## WRITTEN INSTRUCTION
Reproduce the listing below verbatim, keeping every line in its original order.

## Stored dataset items
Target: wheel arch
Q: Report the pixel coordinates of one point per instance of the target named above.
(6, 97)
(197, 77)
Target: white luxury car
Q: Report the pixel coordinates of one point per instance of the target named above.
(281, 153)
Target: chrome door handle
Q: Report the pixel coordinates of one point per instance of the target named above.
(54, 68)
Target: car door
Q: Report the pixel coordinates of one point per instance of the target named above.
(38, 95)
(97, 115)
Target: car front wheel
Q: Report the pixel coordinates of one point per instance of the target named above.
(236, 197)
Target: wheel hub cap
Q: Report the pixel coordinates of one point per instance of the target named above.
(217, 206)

## SOLVED PROBLEM
Target: wheel arch
Q: Report the pixel coordinates of one point per instance of the target named above.
(6, 97)
(197, 77)
Target: white luxury car
Q: Report the pixel coordinates of one point per instance of the target named above.
(281, 153)
Target: chrome door handle
Q: Report the pixel coordinates of one point per instance of the target named above.
(54, 68)
Target: car door
Q: Report the pixel coordinates of one point per instance of the target named above.
(38, 95)
(97, 115)
Target: car front wheel
Q: Report the pixel coordinates of one point per instance of the target named above.
(236, 197)
Target: wheel hub cap
Q: Report the pixel coordinates of one point per instance of the target named above.
(217, 206)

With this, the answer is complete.